DATA SHOWN »
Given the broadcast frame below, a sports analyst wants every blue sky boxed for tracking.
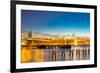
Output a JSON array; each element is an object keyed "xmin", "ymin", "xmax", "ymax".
[{"xmin": 21, "ymin": 10, "xmax": 90, "ymax": 36}]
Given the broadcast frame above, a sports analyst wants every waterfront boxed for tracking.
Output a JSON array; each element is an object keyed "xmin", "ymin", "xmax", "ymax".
[
  {"xmin": 21, "ymin": 36, "xmax": 90, "ymax": 63},
  {"xmin": 31, "ymin": 46, "xmax": 90, "ymax": 62},
  {"xmin": 21, "ymin": 10, "xmax": 90, "ymax": 63}
]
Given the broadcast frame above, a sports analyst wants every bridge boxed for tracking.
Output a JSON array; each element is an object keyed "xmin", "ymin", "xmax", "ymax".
[
  {"xmin": 21, "ymin": 37, "xmax": 90, "ymax": 62},
  {"xmin": 21, "ymin": 37, "xmax": 90, "ymax": 49}
]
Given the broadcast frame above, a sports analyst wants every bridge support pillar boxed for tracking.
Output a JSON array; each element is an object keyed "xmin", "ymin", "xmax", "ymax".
[
  {"xmin": 73, "ymin": 49, "xmax": 76, "ymax": 60},
  {"xmin": 52, "ymin": 49, "xmax": 56, "ymax": 61}
]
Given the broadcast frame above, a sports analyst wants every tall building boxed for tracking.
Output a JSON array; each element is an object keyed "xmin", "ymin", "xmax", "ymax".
[
  {"xmin": 28, "ymin": 31, "xmax": 32, "ymax": 38},
  {"xmin": 21, "ymin": 32, "xmax": 28, "ymax": 38},
  {"xmin": 73, "ymin": 33, "xmax": 75, "ymax": 37}
]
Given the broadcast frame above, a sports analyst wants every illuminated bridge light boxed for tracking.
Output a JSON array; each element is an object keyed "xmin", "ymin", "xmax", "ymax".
[{"xmin": 21, "ymin": 36, "xmax": 90, "ymax": 62}]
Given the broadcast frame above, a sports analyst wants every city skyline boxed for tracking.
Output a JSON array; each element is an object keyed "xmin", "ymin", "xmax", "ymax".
[{"xmin": 21, "ymin": 10, "xmax": 90, "ymax": 37}]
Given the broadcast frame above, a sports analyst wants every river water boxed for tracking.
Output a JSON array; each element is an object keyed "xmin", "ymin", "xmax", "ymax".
[{"xmin": 31, "ymin": 46, "xmax": 90, "ymax": 62}]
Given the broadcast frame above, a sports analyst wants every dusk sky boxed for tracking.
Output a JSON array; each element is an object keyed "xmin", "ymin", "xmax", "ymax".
[{"xmin": 21, "ymin": 10, "xmax": 90, "ymax": 36}]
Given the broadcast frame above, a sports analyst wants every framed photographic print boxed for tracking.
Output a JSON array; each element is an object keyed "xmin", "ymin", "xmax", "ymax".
[{"xmin": 10, "ymin": 0, "xmax": 97, "ymax": 73}]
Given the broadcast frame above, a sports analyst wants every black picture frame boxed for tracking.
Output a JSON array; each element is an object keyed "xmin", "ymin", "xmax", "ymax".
[{"xmin": 10, "ymin": 0, "xmax": 97, "ymax": 73}]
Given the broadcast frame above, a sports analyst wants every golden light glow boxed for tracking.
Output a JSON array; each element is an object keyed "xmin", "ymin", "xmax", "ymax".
[{"xmin": 21, "ymin": 35, "xmax": 90, "ymax": 63}]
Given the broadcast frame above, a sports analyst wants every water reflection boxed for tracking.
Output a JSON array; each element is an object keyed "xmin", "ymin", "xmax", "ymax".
[{"xmin": 28, "ymin": 45, "xmax": 90, "ymax": 62}]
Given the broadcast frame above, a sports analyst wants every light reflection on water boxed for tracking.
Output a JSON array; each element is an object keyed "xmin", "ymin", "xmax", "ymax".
[{"xmin": 31, "ymin": 46, "xmax": 90, "ymax": 62}]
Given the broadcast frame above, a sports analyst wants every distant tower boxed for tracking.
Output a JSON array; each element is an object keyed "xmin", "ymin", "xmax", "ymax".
[
  {"xmin": 28, "ymin": 31, "xmax": 32, "ymax": 38},
  {"xmin": 73, "ymin": 33, "xmax": 74, "ymax": 37}
]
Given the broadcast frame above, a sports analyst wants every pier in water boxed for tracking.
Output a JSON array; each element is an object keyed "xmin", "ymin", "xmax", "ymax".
[{"xmin": 21, "ymin": 45, "xmax": 90, "ymax": 63}]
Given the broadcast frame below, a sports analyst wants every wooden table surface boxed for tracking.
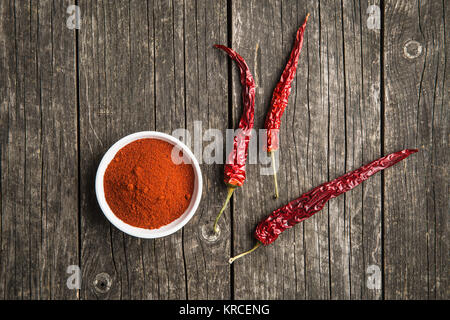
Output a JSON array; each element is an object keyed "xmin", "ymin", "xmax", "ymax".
[{"xmin": 0, "ymin": 0, "xmax": 448, "ymax": 300}]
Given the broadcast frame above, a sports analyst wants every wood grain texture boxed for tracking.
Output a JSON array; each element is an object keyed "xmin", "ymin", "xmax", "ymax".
[
  {"xmin": 230, "ymin": 0, "xmax": 289, "ymax": 300},
  {"xmin": 0, "ymin": 0, "xmax": 79, "ymax": 299},
  {"xmin": 341, "ymin": 0, "xmax": 382, "ymax": 300},
  {"xmin": 152, "ymin": 0, "xmax": 187, "ymax": 300},
  {"xmin": 229, "ymin": 0, "xmax": 341, "ymax": 300},
  {"xmin": 0, "ymin": 0, "xmax": 447, "ymax": 300},
  {"xmin": 319, "ymin": 0, "xmax": 346, "ymax": 300},
  {"xmin": 79, "ymin": 0, "xmax": 186, "ymax": 299},
  {"xmin": 78, "ymin": 0, "xmax": 230, "ymax": 300},
  {"xmin": 383, "ymin": 0, "xmax": 448, "ymax": 299},
  {"xmin": 183, "ymin": 0, "xmax": 231, "ymax": 299},
  {"xmin": 79, "ymin": 0, "xmax": 131, "ymax": 299}
]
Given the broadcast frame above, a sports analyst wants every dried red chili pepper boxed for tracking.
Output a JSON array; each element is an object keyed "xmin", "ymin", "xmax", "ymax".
[
  {"xmin": 229, "ymin": 149, "xmax": 418, "ymax": 263},
  {"xmin": 265, "ymin": 13, "xmax": 310, "ymax": 198},
  {"xmin": 213, "ymin": 45, "xmax": 256, "ymax": 233}
]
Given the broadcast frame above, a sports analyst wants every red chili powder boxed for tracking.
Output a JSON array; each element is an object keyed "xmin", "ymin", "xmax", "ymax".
[{"xmin": 103, "ymin": 138, "xmax": 195, "ymax": 229}]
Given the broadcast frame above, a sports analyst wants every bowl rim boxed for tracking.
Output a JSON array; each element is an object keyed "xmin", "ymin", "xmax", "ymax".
[{"xmin": 95, "ymin": 131, "xmax": 203, "ymax": 239}]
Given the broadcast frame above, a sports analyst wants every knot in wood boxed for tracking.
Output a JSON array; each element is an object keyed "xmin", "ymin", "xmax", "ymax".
[
  {"xmin": 200, "ymin": 223, "xmax": 220, "ymax": 243},
  {"xmin": 93, "ymin": 272, "xmax": 112, "ymax": 294},
  {"xmin": 403, "ymin": 40, "xmax": 423, "ymax": 60}
]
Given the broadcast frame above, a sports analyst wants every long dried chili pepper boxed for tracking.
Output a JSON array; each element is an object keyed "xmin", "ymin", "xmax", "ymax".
[
  {"xmin": 229, "ymin": 149, "xmax": 418, "ymax": 263},
  {"xmin": 265, "ymin": 13, "xmax": 310, "ymax": 198},
  {"xmin": 213, "ymin": 45, "xmax": 256, "ymax": 234}
]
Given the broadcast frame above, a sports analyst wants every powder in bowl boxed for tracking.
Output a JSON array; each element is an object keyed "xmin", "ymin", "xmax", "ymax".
[{"xmin": 103, "ymin": 138, "xmax": 195, "ymax": 229}]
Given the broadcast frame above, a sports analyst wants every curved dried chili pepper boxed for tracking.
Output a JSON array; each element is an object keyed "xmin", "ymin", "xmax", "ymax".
[
  {"xmin": 265, "ymin": 13, "xmax": 310, "ymax": 198},
  {"xmin": 213, "ymin": 45, "xmax": 256, "ymax": 233},
  {"xmin": 229, "ymin": 149, "xmax": 418, "ymax": 263}
]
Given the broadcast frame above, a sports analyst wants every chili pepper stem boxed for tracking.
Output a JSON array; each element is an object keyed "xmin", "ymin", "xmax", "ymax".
[
  {"xmin": 213, "ymin": 187, "xmax": 235, "ymax": 234},
  {"xmin": 270, "ymin": 151, "xmax": 279, "ymax": 198},
  {"xmin": 229, "ymin": 242, "xmax": 262, "ymax": 264}
]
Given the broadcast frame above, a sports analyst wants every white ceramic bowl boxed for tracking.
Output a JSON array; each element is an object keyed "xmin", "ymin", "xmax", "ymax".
[{"xmin": 95, "ymin": 131, "xmax": 202, "ymax": 238}]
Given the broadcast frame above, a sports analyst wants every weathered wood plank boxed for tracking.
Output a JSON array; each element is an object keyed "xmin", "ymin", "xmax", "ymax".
[
  {"xmin": 342, "ymin": 0, "xmax": 382, "ymax": 299},
  {"xmin": 0, "ymin": 0, "xmax": 447, "ymax": 301},
  {"xmin": 79, "ymin": 0, "xmax": 230, "ymax": 300},
  {"xmin": 0, "ymin": 0, "xmax": 27, "ymax": 299},
  {"xmin": 230, "ymin": 0, "xmax": 384, "ymax": 300},
  {"xmin": 277, "ymin": 0, "xmax": 333, "ymax": 300},
  {"xmin": 79, "ymin": 0, "xmax": 170, "ymax": 299},
  {"xmin": 278, "ymin": 0, "xmax": 308, "ymax": 299},
  {"xmin": 286, "ymin": 0, "xmax": 350, "ymax": 300},
  {"xmin": 289, "ymin": 0, "xmax": 332, "ymax": 300},
  {"xmin": 0, "ymin": 0, "xmax": 79, "ymax": 299},
  {"xmin": 183, "ymin": 0, "xmax": 231, "ymax": 299},
  {"xmin": 152, "ymin": 0, "xmax": 188, "ymax": 299},
  {"xmin": 79, "ymin": 0, "xmax": 156, "ymax": 299},
  {"xmin": 230, "ymin": 0, "xmax": 336, "ymax": 299},
  {"xmin": 229, "ymin": 0, "xmax": 331, "ymax": 299},
  {"xmin": 230, "ymin": 0, "xmax": 287, "ymax": 300},
  {"xmin": 319, "ymin": 0, "xmax": 347, "ymax": 300},
  {"xmin": 383, "ymin": 0, "xmax": 448, "ymax": 299}
]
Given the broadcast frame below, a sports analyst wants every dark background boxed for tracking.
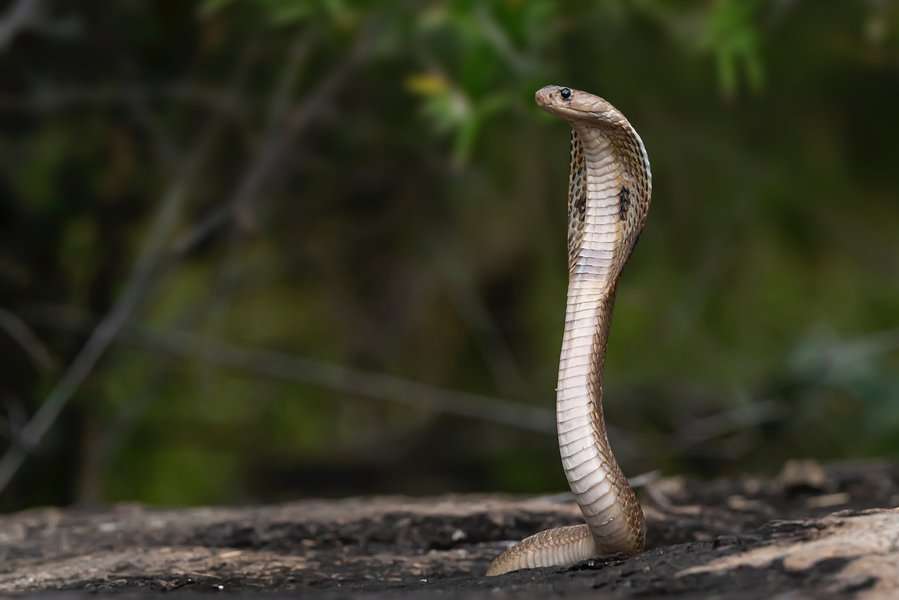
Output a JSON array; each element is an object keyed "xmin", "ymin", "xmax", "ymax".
[{"xmin": 1, "ymin": 0, "xmax": 897, "ymax": 512}]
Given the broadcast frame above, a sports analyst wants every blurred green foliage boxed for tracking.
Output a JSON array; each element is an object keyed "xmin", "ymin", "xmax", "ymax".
[{"xmin": 0, "ymin": 0, "xmax": 898, "ymax": 510}]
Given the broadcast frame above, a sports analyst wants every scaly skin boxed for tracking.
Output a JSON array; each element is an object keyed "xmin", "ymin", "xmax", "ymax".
[{"xmin": 487, "ymin": 85, "xmax": 651, "ymax": 576}]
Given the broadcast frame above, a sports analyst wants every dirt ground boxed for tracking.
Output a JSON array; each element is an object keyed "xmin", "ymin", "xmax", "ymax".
[{"xmin": 2, "ymin": 460, "xmax": 898, "ymax": 598}]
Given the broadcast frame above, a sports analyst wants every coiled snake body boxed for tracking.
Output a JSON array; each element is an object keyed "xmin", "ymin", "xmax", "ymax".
[{"xmin": 487, "ymin": 85, "xmax": 651, "ymax": 576}]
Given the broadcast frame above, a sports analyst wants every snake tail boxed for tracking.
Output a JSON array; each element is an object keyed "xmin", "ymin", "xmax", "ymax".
[{"xmin": 485, "ymin": 524, "xmax": 595, "ymax": 576}]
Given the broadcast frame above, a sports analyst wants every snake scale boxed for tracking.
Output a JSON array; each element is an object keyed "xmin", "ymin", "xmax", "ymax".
[{"xmin": 487, "ymin": 85, "xmax": 652, "ymax": 576}]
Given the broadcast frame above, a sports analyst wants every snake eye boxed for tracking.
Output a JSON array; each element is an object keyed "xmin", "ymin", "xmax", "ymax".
[{"xmin": 560, "ymin": 87, "xmax": 572, "ymax": 100}]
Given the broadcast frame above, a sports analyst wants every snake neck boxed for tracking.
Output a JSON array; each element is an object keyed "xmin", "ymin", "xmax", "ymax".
[{"xmin": 556, "ymin": 125, "xmax": 646, "ymax": 554}]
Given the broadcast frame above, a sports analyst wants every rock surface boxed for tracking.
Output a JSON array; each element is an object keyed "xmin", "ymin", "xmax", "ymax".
[{"xmin": 2, "ymin": 461, "xmax": 898, "ymax": 598}]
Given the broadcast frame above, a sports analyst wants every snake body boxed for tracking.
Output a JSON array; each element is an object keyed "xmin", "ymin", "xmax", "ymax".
[{"xmin": 486, "ymin": 85, "xmax": 651, "ymax": 576}]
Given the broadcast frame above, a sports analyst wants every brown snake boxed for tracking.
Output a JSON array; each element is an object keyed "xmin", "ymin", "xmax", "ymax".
[{"xmin": 487, "ymin": 85, "xmax": 651, "ymax": 576}]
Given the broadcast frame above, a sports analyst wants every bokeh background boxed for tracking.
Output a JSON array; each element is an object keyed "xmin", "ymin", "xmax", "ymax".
[{"xmin": 1, "ymin": 0, "xmax": 897, "ymax": 512}]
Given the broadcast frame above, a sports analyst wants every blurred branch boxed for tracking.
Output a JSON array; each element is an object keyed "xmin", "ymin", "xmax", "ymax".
[
  {"xmin": 93, "ymin": 263, "xmax": 255, "ymax": 490},
  {"xmin": 442, "ymin": 258, "xmax": 529, "ymax": 397},
  {"xmin": 171, "ymin": 24, "xmax": 377, "ymax": 254},
  {"xmin": 30, "ymin": 306, "xmax": 556, "ymax": 435},
  {"xmin": 809, "ymin": 327, "xmax": 899, "ymax": 371},
  {"xmin": 0, "ymin": 141, "xmax": 208, "ymax": 493},
  {"xmin": 0, "ymin": 307, "xmax": 55, "ymax": 371},
  {"xmin": 674, "ymin": 325, "xmax": 899, "ymax": 452},
  {"xmin": 674, "ymin": 398, "xmax": 785, "ymax": 449},
  {"xmin": 76, "ymin": 259, "xmax": 255, "ymax": 503},
  {"xmin": 44, "ymin": 28, "xmax": 370, "ymax": 496},
  {"xmin": 0, "ymin": 25, "xmax": 379, "ymax": 495},
  {"xmin": 474, "ymin": 5, "xmax": 531, "ymax": 74},
  {"xmin": 122, "ymin": 88, "xmax": 181, "ymax": 173},
  {"xmin": 139, "ymin": 327, "xmax": 558, "ymax": 434},
  {"xmin": 0, "ymin": 396, "xmax": 27, "ymax": 443},
  {"xmin": 0, "ymin": 85, "xmax": 250, "ymax": 120},
  {"xmin": 265, "ymin": 33, "xmax": 317, "ymax": 127},
  {"xmin": 0, "ymin": 0, "xmax": 41, "ymax": 52},
  {"xmin": 0, "ymin": 44, "xmax": 264, "ymax": 493}
]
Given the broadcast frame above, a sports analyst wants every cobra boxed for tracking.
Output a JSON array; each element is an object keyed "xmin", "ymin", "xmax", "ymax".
[{"xmin": 487, "ymin": 85, "xmax": 651, "ymax": 576}]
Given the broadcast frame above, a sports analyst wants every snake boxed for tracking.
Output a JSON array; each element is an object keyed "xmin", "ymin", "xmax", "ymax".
[{"xmin": 486, "ymin": 85, "xmax": 651, "ymax": 576}]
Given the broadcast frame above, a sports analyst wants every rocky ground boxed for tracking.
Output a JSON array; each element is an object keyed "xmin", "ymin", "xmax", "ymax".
[{"xmin": 2, "ymin": 461, "xmax": 898, "ymax": 599}]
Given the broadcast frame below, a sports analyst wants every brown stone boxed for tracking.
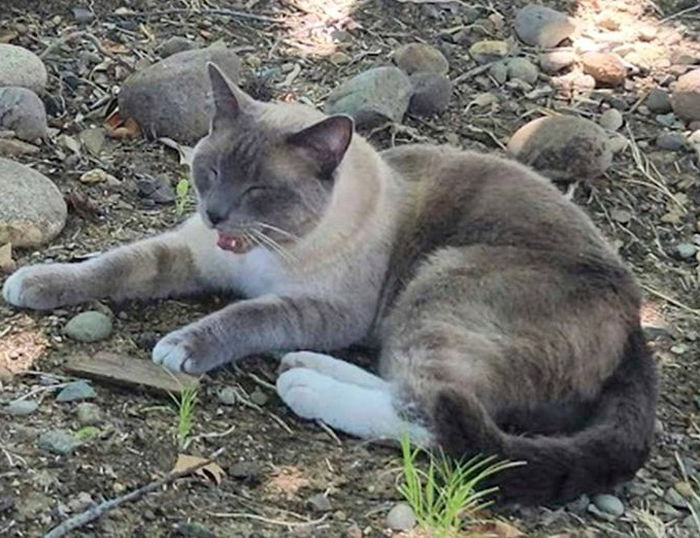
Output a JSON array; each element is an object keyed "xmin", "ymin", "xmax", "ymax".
[{"xmin": 582, "ymin": 52, "xmax": 627, "ymax": 86}]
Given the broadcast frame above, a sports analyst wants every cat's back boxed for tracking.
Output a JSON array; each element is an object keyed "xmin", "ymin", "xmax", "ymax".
[{"xmin": 382, "ymin": 144, "xmax": 611, "ymax": 257}]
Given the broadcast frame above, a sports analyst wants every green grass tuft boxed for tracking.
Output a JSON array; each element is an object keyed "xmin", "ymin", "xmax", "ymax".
[
  {"xmin": 175, "ymin": 178, "xmax": 190, "ymax": 217},
  {"xmin": 397, "ymin": 433, "xmax": 523, "ymax": 537},
  {"xmin": 169, "ymin": 386, "xmax": 199, "ymax": 449}
]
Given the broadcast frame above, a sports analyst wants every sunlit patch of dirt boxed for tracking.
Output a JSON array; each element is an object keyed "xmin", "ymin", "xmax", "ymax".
[
  {"xmin": 0, "ymin": 314, "xmax": 49, "ymax": 374},
  {"xmin": 281, "ymin": 0, "xmax": 359, "ymax": 55},
  {"xmin": 264, "ymin": 465, "xmax": 311, "ymax": 497}
]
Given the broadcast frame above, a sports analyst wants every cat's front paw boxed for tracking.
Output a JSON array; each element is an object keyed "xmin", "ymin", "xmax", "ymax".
[
  {"xmin": 2, "ymin": 264, "xmax": 82, "ymax": 310},
  {"xmin": 152, "ymin": 327, "xmax": 229, "ymax": 375}
]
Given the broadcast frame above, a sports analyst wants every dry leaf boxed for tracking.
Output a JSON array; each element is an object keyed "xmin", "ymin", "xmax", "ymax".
[
  {"xmin": 467, "ymin": 521, "xmax": 523, "ymax": 538},
  {"xmin": 173, "ymin": 454, "xmax": 226, "ymax": 485},
  {"xmin": 158, "ymin": 137, "xmax": 194, "ymax": 167},
  {"xmin": 104, "ymin": 109, "xmax": 141, "ymax": 139}
]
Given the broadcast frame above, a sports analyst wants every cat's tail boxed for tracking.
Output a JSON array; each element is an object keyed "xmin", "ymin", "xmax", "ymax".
[{"xmin": 432, "ymin": 326, "xmax": 657, "ymax": 505}]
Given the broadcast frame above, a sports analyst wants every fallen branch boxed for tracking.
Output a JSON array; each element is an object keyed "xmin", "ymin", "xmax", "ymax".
[
  {"xmin": 43, "ymin": 447, "xmax": 225, "ymax": 538},
  {"xmin": 107, "ymin": 8, "xmax": 280, "ymax": 23}
]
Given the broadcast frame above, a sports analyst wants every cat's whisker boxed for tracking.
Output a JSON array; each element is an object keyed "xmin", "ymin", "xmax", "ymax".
[
  {"xmin": 250, "ymin": 229, "xmax": 298, "ymax": 265},
  {"xmin": 255, "ymin": 222, "xmax": 301, "ymax": 242}
]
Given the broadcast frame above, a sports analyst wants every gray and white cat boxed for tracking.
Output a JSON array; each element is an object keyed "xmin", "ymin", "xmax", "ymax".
[{"xmin": 2, "ymin": 64, "xmax": 657, "ymax": 505}]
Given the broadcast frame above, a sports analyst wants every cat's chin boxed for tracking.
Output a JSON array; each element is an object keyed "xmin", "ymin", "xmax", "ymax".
[{"xmin": 216, "ymin": 231, "xmax": 253, "ymax": 254}]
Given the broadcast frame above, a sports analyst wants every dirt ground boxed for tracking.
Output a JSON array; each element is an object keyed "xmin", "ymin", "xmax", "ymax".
[{"xmin": 1, "ymin": 0, "xmax": 700, "ymax": 536}]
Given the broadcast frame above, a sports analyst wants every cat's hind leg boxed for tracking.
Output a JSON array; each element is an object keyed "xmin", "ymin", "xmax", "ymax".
[
  {"xmin": 276, "ymin": 365, "xmax": 432, "ymax": 446},
  {"xmin": 279, "ymin": 351, "xmax": 387, "ymax": 389}
]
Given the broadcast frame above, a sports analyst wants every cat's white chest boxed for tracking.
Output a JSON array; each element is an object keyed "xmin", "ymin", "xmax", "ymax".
[{"xmin": 234, "ymin": 247, "xmax": 286, "ymax": 297}]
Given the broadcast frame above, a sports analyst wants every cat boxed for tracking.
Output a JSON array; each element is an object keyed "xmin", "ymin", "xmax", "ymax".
[{"xmin": 2, "ymin": 63, "xmax": 657, "ymax": 505}]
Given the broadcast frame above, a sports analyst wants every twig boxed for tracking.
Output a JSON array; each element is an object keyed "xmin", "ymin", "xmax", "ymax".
[
  {"xmin": 452, "ymin": 61, "xmax": 499, "ymax": 85},
  {"xmin": 182, "ymin": 424, "xmax": 236, "ymax": 452},
  {"xmin": 660, "ymin": 4, "xmax": 700, "ymax": 23},
  {"xmin": 107, "ymin": 8, "xmax": 280, "ymax": 23},
  {"xmin": 207, "ymin": 511, "xmax": 329, "ymax": 527},
  {"xmin": 43, "ymin": 447, "xmax": 225, "ymax": 538},
  {"xmin": 316, "ymin": 420, "xmax": 342, "ymax": 445},
  {"xmin": 641, "ymin": 284, "xmax": 700, "ymax": 317},
  {"xmin": 39, "ymin": 31, "xmax": 133, "ymax": 72}
]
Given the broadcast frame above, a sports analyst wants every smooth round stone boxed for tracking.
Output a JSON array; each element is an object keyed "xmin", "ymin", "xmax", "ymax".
[
  {"xmin": 507, "ymin": 57, "xmax": 539, "ymax": 85},
  {"xmin": 218, "ymin": 386, "xmax": 238, "ymax": 406},
  {"xmin": 507, "ymin": 115, "xmax": 613, "ymax": 181},
  {"xmin": 0, "ymin": 87, "xmax": 48, "ymax": 141},
  {"xmin": 394, "ymin": 43, "xmax": 449, "ymax": 75},
  {"xmin": 591, "ymin": 494, "xmax": 625, "ymax": 518},
  {"xmin": 672, "ymin": 69, "xmax": 700, "ymax": 121},
  {"xmin": 408, "ymin": 72, "xmax": 452, "ymax": 116},
  {"xmin": 56, "ymin": 380, "xmax": 97, "ymax": 402},
  {"xmin": 64, "ymin": 311, "xmax": 113, "ymax": 342},
  {"xmin": 386, "ymin": 502, "xmax": 416, "ymax": 531},
  {"xmin": 38, "ymin": 429, "xmax": 79, "ymax": 455},
  {"xmin": 469, "ymin": 40, "xmax": 508, "ymax": 64},
  {"xmin": 0, "ymin": 157, "xmax": 67, "ymax": 247},
  {"xmin": 515, "ymin": 5, "xmax": 576, "ymax": 48},
  {"xmin": 599, "ymin": 109, "xmax": 624, "ymax": 131},
  {"xmin": 646, "ymin": 88, "xmax": 672, "ymax": 114},
  {"xmin": 0, "ymin": 44, "xmax": 48, "ymax": 93},
  {"xmin": 540, "ymin": 50, "xmax": 577, "ymax": 74},
  {"xmin": 582, "ymin": 52, "xmax": 627, "ymax": 87},
  {"xmin": 656, "ymin": 132, "xmax": 687, "ymax": 152},
  {"xmin": 673, "ymin": 243, "xmax": 697, "ymax": 259}
]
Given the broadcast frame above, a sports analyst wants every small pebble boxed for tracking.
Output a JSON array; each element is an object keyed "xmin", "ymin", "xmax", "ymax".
[
  {"xmin": 590, "ymin": 494, "xmax": 624, "ymax": 519},
  {"xmin": 645, "ymin": 88, "xmax": 672, "ymax": 114},
  {"xmin": 599, "ymin": 109, "xmax": 623, "ymax": 131},
  {"xmin": 673, "ymin": 243, "xmax": 697, "ymax": 259},
  {"xmin": 307, "ymin": 493, "xmax": 332, "ymax": 513},
  {"xmin": 218, "ymin": 386, "xmax": 238, "ymax": 406},
  {"xmin": 56, "ymin": 380, "xmax": 96, "ymax": 402},
  {"xmin": 76, "ymin": 402, "xmax": 102, "ymax": 425},
  {"xmin": 38, "ymin": 429, "xmax": 79, "ymax": 455},
  {"xmin": 7, "ymin": 398, "xmax": 38, "ymax": 416},
  {"xmin": 174, "ymin": 522, "xmax": 216, "ymax": 538},
  {"xmin": 250, "ymin": 389, "xmax": 269, "ymax": 406},
  {"xmin": 656, "ymin": 132, "xmax": 687, "ymax": 152},
  {"xmin": 386, "ymin": 502, "xmax": 416, "ymax": 531},
  {"xmin": 64, "ymin": 311, "xmax": 113, "ymax": 342},
  {"xmin": 229, "ymin": 461, "xmax": 260, "ymax": 481}
]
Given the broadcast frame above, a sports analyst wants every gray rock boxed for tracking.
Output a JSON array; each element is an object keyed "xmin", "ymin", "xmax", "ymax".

YOUR TASK » From the entries above, select each line containing the string "green".

SOLUTION FOR THIS PROBLEM »
Given the broadcast frame above, a sports analyst wants every blurred green foliage boxed for tracking.
Given the broadcast frame above, a sports analyst wants every green grass tuft boxed for tracking.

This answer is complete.